- [Lesetext]:
Tatsächlich gab es, wie man inzwischen weiß, nur einen realistischen Weg, um die Unterhausmehrheit – wie sie nun einmal ist – von einem Interessenausgleich mit Brüssel zu überzeugen. Er führte weder über die Zollunion noch Teilhabe am Binnenmarkt, sondern gebot sofortige Verhandlungen über eine Freihandelszone. Das hätte bedeutet, den Ausstieg fristgerecht zu vollziehen, aber die folgende Übergangszeit nicht als unbefristetes Kräftemessen anzugehen, bei dem Großbritannien fürchten musste, als Bittsteller behandelt zu werden, der an Handelskonditionen schlucken muss, was gefällt.
Um London da entgegenzukommen, musste sich die EU nicht wie Odysseus zwischen Skylla und Charybdis hindurch manövrieren und um die Existenz bangen. Es galt allein, Prioritäten zu setzen. Geht es um einen Präzedenz- oder einen Ausstiegsfall? Erlaubt das Gemeinschaftsrecht nur diesen Brexit-Vertrag oder ist zu große Verhandlungshärte geeignet, die Gegenseite zu paralysieren? Was ist das einmal getroffene demokratische Votum der Briten noch wert, wenn die Frist bis zum EU-Ausstieg ständig zur Disposition steht? Denn soviel steht außer Frage, einigt man sich über eine Freihandelszone oder darüber, diese zügig auszuhandeln, ist zwischen Irland und Nordirland keine harte Grenze in Sicht, und das ganze Backstop-Syndrom löst sich in Wohlgefallen auf.

- [Datensätze]:
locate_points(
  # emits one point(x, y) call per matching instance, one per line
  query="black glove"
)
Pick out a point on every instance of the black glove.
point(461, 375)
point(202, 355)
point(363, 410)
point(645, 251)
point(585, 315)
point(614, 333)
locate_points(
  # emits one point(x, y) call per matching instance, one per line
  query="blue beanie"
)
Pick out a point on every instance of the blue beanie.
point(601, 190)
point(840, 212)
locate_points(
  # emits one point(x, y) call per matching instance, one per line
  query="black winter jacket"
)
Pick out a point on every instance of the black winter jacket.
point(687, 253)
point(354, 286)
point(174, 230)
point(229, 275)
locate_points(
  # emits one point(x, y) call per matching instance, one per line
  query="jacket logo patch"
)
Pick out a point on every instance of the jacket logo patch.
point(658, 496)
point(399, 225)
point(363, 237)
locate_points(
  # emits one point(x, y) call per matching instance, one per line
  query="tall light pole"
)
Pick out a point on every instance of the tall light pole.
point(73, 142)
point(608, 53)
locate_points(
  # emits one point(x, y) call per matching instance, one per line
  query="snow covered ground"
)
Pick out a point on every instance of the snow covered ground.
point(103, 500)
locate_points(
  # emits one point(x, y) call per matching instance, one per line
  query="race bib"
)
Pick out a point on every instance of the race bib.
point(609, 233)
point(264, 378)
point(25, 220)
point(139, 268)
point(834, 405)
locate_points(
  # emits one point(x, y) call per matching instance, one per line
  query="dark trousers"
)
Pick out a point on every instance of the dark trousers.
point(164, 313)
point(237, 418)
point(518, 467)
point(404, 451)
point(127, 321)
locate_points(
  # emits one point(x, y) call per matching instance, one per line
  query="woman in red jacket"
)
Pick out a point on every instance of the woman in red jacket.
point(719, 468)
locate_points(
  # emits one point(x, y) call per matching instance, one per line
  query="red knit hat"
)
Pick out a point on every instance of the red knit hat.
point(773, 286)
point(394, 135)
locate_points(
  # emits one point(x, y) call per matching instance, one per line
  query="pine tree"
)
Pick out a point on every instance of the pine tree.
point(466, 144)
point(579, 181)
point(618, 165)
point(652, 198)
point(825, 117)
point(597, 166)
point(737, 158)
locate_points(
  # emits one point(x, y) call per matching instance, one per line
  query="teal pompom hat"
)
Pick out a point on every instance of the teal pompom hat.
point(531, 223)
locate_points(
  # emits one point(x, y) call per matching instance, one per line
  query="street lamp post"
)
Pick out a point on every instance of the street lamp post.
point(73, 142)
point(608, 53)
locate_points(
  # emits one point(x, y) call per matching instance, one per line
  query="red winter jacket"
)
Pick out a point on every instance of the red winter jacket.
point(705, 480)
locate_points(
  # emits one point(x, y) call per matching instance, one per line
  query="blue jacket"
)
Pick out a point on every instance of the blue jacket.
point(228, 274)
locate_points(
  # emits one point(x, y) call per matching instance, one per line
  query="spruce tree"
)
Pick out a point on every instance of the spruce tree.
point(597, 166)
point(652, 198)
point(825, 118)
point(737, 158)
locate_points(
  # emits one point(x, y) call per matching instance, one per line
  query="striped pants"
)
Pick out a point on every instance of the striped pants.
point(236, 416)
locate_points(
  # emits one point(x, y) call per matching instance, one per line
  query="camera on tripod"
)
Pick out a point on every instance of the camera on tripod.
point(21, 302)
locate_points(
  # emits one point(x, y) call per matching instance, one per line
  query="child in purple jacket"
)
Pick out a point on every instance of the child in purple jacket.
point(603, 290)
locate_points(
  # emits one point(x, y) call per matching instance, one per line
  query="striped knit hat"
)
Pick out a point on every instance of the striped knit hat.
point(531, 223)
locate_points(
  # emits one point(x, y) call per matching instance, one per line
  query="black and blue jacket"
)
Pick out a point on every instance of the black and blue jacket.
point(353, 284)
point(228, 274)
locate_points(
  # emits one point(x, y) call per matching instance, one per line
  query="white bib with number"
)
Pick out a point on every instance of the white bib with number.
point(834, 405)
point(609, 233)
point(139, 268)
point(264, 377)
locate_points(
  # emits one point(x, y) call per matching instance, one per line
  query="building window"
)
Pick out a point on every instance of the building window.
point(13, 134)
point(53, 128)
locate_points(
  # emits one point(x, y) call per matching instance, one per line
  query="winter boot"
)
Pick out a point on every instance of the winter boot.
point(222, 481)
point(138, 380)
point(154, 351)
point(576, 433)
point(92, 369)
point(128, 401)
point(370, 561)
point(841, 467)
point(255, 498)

--

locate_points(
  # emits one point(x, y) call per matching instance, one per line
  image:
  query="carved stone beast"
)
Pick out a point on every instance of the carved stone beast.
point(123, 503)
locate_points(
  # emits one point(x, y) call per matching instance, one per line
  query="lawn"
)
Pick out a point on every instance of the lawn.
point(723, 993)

---

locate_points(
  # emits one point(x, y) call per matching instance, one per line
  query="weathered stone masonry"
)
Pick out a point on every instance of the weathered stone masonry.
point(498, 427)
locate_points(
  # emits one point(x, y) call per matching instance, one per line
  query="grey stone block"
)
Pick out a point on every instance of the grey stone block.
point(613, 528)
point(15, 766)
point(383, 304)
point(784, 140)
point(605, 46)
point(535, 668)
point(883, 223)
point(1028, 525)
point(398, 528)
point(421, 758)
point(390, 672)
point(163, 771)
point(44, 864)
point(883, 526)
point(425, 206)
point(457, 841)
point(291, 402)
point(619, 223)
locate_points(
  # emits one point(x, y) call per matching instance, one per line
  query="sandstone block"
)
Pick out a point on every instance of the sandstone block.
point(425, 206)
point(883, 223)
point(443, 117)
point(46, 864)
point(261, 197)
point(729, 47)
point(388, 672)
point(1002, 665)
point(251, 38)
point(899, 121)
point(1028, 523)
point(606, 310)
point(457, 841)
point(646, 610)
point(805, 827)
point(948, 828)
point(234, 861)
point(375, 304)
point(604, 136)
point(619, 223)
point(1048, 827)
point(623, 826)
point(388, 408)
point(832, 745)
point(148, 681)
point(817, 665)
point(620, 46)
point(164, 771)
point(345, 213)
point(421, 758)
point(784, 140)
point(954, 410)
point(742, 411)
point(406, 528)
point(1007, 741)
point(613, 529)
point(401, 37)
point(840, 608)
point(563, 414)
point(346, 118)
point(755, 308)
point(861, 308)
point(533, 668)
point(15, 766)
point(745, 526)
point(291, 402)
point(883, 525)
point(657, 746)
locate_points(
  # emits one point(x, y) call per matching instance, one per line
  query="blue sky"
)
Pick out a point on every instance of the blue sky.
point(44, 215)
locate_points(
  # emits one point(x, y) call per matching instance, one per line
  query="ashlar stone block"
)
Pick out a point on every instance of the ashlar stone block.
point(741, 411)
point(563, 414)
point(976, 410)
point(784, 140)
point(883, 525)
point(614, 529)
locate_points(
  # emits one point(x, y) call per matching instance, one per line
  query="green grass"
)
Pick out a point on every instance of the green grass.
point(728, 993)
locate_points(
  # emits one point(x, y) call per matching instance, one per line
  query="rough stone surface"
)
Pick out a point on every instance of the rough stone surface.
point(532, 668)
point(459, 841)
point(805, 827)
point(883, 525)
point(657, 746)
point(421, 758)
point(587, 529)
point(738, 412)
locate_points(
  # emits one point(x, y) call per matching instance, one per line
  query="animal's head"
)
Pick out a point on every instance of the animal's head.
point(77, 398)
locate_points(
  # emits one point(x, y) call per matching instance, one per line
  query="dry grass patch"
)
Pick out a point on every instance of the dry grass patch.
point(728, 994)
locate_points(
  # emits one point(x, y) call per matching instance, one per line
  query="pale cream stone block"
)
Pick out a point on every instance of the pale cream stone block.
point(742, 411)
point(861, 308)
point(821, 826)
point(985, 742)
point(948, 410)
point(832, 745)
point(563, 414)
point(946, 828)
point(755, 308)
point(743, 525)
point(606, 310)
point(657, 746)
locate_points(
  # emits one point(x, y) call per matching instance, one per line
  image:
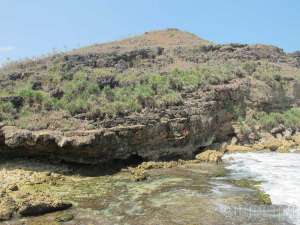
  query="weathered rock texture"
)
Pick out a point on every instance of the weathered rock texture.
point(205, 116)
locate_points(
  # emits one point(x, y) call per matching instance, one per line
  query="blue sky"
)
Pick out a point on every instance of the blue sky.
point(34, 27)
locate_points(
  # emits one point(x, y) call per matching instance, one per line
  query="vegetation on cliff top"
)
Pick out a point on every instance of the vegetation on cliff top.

- [Aufgabe 1]: Entnimm dem Lesetext wortgetreu die Stelle von „Um London da“ bis einschließlich „in Wohlgefallen auf.“.
- [Aufgabe 2]: Gib an, worüber laut Lesetext sofort hätte verhandelt werden müssen, um die Unterhausmehrheit von einem Interessenausgleich mit Brüssel zu überzeugen.
Die Datensätze stehen in keinem Zusammenhang mit dem Lesetext.

- [Antwort 1]:
Um London da entgegenzukommen, musste sich die EU nicht wie Odysseus zwischen Skylla und Charybdis hindurch manövrieren und um die Existenz bangen. Es galt allein, Prioritäten zu setzen. Geht es um einen Präzedenz- oder einen Ausstiegsfall? Erlaubt das Gemeinschaftsrecht nur diesen Brexit-Vertrag oder ist zu große Verhandlungshärte geeignet, die Gegenseite zu paralysieren? Was ist das einmal getroffene demokratische Votum der Briten noch wert, wenn die Frist bis zum EU-Ausstieg ständig zur Disposition steht? Denn soviel steht außer Frage, einigt man sich über eine Freihandelszone oder darüber, diese zügig auszuhandeln, ist zwischen Irland und Nordirland keine harte Grenze in Sicht, und das ganze Backstop-Syndrom löst sich in Wohlgefallen auf.

- [Antwort 2]: Über eine Freihandelszone.